Data in this exercise:

++++++

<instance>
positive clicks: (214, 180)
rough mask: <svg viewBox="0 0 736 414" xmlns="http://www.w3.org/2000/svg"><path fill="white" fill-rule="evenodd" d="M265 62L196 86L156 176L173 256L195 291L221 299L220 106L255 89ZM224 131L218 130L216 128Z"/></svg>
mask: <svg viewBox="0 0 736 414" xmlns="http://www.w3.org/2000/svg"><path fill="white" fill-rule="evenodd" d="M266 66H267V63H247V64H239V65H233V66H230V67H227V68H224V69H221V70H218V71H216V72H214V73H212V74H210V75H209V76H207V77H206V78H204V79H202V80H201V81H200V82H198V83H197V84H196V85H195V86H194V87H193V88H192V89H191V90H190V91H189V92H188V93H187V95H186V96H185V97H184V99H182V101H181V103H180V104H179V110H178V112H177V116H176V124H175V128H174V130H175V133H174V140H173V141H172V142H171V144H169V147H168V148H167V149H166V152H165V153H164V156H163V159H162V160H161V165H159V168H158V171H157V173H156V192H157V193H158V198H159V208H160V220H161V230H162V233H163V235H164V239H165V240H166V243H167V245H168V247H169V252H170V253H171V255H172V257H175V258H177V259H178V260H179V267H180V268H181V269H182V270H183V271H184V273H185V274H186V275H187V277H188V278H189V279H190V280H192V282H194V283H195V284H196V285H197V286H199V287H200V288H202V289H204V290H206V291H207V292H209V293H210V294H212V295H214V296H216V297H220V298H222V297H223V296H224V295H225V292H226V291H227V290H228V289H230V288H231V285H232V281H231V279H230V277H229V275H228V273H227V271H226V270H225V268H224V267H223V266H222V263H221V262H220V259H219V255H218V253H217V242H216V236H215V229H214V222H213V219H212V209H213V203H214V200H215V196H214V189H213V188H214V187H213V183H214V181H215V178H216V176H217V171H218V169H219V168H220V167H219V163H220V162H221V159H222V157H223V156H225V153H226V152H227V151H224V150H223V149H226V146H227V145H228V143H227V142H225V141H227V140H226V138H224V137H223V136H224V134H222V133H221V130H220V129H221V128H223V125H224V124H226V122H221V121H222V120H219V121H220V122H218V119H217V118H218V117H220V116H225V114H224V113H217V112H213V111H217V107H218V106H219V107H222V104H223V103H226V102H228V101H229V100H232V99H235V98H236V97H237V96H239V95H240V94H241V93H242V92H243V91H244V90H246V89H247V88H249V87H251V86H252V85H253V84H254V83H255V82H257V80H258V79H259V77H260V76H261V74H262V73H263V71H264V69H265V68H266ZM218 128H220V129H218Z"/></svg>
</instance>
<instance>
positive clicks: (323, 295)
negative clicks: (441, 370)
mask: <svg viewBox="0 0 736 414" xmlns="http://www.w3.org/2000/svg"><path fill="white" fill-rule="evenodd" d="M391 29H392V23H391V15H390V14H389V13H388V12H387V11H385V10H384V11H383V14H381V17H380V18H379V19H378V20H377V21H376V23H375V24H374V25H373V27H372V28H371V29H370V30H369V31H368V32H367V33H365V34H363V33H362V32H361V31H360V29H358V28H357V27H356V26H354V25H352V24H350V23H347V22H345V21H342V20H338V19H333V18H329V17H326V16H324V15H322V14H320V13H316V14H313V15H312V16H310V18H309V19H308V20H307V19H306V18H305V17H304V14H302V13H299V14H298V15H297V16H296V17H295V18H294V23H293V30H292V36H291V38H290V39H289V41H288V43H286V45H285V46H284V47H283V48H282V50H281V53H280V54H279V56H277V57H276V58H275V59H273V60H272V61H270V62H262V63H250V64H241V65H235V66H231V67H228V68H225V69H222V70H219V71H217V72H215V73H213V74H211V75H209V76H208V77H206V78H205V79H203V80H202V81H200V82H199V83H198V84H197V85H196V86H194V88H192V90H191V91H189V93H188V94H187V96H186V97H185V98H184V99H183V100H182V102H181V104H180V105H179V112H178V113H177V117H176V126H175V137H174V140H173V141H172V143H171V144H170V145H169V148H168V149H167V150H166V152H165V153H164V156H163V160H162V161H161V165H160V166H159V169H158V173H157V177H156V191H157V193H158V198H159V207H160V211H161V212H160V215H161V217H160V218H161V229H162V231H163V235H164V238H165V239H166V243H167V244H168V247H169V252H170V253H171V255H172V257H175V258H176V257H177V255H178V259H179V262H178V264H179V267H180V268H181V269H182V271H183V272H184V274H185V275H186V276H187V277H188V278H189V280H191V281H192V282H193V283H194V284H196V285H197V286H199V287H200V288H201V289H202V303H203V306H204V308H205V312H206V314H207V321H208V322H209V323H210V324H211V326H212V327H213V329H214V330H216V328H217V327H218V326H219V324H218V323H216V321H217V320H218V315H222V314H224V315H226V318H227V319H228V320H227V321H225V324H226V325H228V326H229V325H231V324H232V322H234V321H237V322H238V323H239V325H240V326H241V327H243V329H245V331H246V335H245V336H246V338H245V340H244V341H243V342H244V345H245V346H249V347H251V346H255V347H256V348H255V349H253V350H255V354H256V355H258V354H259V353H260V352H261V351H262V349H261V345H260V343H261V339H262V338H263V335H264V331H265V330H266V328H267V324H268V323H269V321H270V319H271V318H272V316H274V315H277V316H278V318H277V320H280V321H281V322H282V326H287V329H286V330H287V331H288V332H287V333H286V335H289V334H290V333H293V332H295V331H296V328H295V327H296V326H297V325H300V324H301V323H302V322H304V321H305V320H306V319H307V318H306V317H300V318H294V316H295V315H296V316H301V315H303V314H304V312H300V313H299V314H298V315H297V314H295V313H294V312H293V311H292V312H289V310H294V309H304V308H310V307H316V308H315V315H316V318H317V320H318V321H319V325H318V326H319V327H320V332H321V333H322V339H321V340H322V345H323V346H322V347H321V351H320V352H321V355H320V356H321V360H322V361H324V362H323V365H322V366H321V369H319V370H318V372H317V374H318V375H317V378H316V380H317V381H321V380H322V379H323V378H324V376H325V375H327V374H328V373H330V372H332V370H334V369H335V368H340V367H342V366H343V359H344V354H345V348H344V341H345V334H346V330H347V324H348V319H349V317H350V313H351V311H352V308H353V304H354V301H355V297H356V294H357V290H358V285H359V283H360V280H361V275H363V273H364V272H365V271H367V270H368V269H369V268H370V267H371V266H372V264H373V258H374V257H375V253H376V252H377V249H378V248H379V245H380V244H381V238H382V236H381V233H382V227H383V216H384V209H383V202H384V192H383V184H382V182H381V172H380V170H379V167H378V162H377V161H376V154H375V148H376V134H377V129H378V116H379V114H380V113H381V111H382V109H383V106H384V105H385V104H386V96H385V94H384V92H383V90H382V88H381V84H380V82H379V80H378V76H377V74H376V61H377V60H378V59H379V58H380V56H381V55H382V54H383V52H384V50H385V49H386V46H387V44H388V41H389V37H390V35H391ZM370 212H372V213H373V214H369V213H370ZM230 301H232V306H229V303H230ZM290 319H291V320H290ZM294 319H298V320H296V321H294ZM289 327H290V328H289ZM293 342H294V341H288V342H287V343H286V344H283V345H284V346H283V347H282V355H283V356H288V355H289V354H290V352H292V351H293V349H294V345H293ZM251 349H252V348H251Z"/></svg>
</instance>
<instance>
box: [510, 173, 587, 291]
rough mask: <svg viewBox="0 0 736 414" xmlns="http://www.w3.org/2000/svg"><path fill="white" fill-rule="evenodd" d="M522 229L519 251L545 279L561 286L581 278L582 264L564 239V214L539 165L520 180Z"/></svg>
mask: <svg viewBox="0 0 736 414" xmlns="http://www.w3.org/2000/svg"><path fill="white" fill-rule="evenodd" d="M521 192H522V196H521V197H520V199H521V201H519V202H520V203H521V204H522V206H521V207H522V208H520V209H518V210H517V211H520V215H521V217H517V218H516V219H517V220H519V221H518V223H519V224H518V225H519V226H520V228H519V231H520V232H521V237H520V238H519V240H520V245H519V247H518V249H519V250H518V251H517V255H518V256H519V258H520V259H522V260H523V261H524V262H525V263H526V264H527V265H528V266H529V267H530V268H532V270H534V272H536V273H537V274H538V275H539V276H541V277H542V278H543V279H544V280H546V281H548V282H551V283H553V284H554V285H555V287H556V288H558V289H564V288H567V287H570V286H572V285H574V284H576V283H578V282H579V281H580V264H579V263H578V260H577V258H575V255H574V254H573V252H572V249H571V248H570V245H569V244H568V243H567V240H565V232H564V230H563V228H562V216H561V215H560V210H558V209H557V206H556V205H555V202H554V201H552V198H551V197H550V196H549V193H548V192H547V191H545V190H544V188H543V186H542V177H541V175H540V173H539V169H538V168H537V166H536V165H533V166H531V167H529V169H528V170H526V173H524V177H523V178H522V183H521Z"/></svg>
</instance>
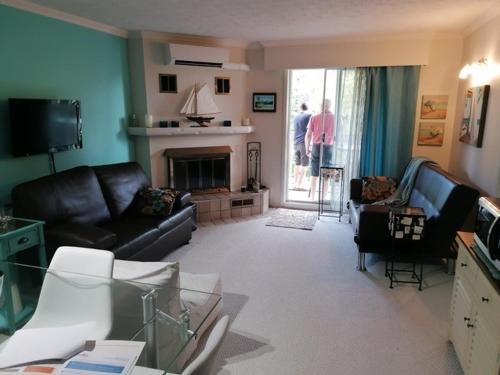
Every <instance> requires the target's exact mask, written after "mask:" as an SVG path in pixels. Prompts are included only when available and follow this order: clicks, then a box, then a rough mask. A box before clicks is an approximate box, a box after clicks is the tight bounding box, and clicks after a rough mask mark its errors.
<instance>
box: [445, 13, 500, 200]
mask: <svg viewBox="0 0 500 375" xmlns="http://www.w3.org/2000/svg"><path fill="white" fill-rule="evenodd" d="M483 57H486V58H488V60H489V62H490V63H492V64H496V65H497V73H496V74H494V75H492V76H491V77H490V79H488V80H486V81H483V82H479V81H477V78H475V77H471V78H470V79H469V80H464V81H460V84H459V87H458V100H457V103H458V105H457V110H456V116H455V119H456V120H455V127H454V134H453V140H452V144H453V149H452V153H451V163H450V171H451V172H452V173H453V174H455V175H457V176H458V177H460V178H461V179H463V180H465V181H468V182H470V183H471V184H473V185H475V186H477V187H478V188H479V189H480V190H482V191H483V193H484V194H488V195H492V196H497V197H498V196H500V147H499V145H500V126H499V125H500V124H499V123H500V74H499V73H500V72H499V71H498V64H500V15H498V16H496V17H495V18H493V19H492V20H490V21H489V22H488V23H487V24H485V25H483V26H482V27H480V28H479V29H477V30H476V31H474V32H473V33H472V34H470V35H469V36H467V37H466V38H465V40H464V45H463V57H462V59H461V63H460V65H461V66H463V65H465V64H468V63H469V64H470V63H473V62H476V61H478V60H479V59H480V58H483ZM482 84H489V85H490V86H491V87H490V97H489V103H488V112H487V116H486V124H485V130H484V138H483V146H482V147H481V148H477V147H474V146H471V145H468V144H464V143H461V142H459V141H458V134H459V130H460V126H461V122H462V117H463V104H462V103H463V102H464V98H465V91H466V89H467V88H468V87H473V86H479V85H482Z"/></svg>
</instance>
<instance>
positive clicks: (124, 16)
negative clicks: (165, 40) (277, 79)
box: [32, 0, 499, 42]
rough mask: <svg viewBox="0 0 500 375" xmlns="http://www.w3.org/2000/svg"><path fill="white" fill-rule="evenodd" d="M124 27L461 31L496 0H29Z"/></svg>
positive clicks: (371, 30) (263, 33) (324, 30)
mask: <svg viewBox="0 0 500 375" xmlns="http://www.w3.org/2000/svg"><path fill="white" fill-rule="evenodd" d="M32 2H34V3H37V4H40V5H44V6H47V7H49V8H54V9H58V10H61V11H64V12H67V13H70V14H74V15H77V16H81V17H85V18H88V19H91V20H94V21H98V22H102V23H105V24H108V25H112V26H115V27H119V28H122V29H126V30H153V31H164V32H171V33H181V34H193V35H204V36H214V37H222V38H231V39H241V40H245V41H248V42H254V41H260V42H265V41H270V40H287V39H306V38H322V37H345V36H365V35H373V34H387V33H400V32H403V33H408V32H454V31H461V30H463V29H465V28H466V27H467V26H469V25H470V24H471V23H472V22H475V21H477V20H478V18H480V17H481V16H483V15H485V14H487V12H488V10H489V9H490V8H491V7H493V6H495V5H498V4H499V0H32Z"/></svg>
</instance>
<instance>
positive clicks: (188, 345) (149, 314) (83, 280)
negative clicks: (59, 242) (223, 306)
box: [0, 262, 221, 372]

++++++

Your goal:
Take the line that contains "positive clicks: (188, 345)" and every line after it through the end of the listing above, and repeat them exactly.

Answer space:
positive clicks: (188, 345) (149, 314) (83, 280)
negative clicks: (59, 242) (223, 306)
box: [0, 262, 221, 372]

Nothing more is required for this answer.